DATA TO PROCESS:
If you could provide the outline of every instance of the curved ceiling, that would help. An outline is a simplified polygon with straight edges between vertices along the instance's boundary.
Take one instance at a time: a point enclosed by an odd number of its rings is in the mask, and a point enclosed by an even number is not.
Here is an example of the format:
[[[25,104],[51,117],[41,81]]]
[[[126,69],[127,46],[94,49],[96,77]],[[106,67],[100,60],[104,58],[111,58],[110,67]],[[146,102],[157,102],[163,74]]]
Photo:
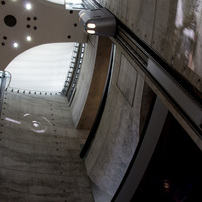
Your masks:
[[[56,4],[61,4],[61,5],[65,4],[65,0],[45,0],[45,1],[49,1],[52,3],[56,3]]]
[[[74,43],[53,43],[31,48],[6,68],[10,87],[39,92],[61,92],[70,66]]]

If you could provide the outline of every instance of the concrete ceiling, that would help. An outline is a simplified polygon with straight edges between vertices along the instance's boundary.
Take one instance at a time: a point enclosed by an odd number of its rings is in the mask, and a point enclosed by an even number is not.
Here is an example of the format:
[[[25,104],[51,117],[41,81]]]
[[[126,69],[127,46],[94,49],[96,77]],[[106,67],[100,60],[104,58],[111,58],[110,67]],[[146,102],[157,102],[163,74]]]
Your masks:
[[[62,90],[73,45],[87,39],[78,12],[64,0],[0,2],[0,70],[12,74],[11,87]]]

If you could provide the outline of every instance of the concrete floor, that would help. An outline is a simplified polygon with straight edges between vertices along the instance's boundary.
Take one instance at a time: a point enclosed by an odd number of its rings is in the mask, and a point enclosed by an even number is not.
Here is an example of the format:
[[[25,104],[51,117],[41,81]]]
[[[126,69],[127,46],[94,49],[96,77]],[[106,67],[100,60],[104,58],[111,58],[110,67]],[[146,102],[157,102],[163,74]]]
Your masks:
[[[91,202],[67,100],[8,90],[0,120],[0,201]]]

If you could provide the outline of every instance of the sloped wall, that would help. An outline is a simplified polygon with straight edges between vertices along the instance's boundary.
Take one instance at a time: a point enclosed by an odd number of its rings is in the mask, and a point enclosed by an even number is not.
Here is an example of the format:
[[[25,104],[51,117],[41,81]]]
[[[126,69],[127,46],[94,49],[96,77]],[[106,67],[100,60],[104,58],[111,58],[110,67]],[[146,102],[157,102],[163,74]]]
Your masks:
[[[202,92],[200,0],[98,0]]]

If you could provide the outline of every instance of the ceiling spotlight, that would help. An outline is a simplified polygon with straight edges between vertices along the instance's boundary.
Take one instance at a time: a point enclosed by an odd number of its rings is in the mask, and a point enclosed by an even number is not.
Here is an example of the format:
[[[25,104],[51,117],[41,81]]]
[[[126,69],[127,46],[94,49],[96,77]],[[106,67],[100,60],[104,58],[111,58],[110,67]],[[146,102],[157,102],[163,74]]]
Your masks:
[[[13,44],[13,47],[14,47],[14,48],[18,48],[18,46],[19,46],[19,44],[16,43],[16,42]]]
[[[31,41],[32,40],[32,37],[31,36],[27,36],[27,41]]]
[[[88,23],[87,27],[90,29],[94,29],[96,27],[96,25],[94,23]]]
[[[79,21],[88,34],[115,36],[116,18],[106,8],[81,10]]]
[[[87,30],[88,34],[95,34],[94,30]]]
[[[32,4],[31,3],[26,3],[25,8],[27,10],[31,10],[32,9]]]

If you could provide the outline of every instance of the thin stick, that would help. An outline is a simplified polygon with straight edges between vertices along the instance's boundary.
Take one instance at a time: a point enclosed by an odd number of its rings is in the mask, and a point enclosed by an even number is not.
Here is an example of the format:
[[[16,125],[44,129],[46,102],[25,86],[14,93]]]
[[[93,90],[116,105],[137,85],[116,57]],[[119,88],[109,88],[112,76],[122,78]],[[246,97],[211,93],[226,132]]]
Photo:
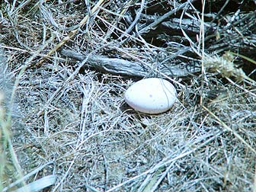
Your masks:
[[[205,106],[203,105],[202,107],[205,110],[206,110],[208,112],[208,114],[210,114],[211,116],[213,116],[216,120],[216,122],[219,125],[222,126],[228,131],[232,133],[237,139],[238,139],[242,142],[243,142],[248,148],[249,148],[256,155],[256,150],[254,149],[253,149],[252,146],[251,146],[246,141],[245,141],[245,139],[242,139],[242,137],[238,133],[237,133],[235,130],[233,130],[229,126],[228,126],[223,121],[222,121],[218,117],[216,117],[212,111],[210,111]]]

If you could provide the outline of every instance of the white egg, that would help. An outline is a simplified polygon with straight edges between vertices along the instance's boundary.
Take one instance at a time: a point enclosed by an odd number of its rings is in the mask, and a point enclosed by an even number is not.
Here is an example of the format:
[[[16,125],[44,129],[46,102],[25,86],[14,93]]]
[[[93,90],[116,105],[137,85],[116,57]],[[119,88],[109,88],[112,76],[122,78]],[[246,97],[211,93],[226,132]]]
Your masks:
[[[131,85],[124,94],[126,103],[136,110],[157,114],[170,109],[177,100],[176,89],[169,82],[149,78]]]

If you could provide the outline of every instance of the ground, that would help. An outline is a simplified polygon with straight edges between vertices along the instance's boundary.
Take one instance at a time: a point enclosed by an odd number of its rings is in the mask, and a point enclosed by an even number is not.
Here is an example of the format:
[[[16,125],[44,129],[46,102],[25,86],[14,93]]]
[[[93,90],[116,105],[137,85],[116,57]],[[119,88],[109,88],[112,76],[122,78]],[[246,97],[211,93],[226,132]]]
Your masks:
[[[207,2],[2,2],[0,191],[256,191],[255,4]]]

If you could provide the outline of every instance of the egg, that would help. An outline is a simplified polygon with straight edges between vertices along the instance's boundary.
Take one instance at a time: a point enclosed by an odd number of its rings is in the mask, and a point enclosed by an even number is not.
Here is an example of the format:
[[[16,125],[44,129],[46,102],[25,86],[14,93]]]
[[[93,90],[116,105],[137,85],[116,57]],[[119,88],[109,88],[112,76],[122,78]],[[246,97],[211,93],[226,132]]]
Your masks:
[[[132,85],[125,92],[126,103],[136,110],[157,114],[169,110],[177,100],[176,89],[167,80],[149,78]]]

YOUR INSTRUCTIONS: Update everything from the line containing "the egg, that" down to the end of the records by changing "vertices" to "corner points", leaving all other text the same.

SOLUTION TO THE EXERCISE:
If you could provide the outline of every instance of the egg, that would help. An outline is a simplified polygon with straight edges between corner points along the instance's boundary.
Take one instance at a time: a point enclosed by an odd number of its rings is in the mask, and a point enclosed by an even number is not.
Here is an example of the format:
[[[16,125],[44,129],[46,102],[25,86],[14,93]]]
[[[93,90],[116,105],[137,85],[116,57]],[[119,88],[109,88],[112,76],[122,78]],[[246,97],[211,93],[226,132]]]
Your masks:
[[[132,85],[125,92],[126,103],[136,110],[157,114],[169,110],[177,100],[176,89],[167,80],[149,78]]]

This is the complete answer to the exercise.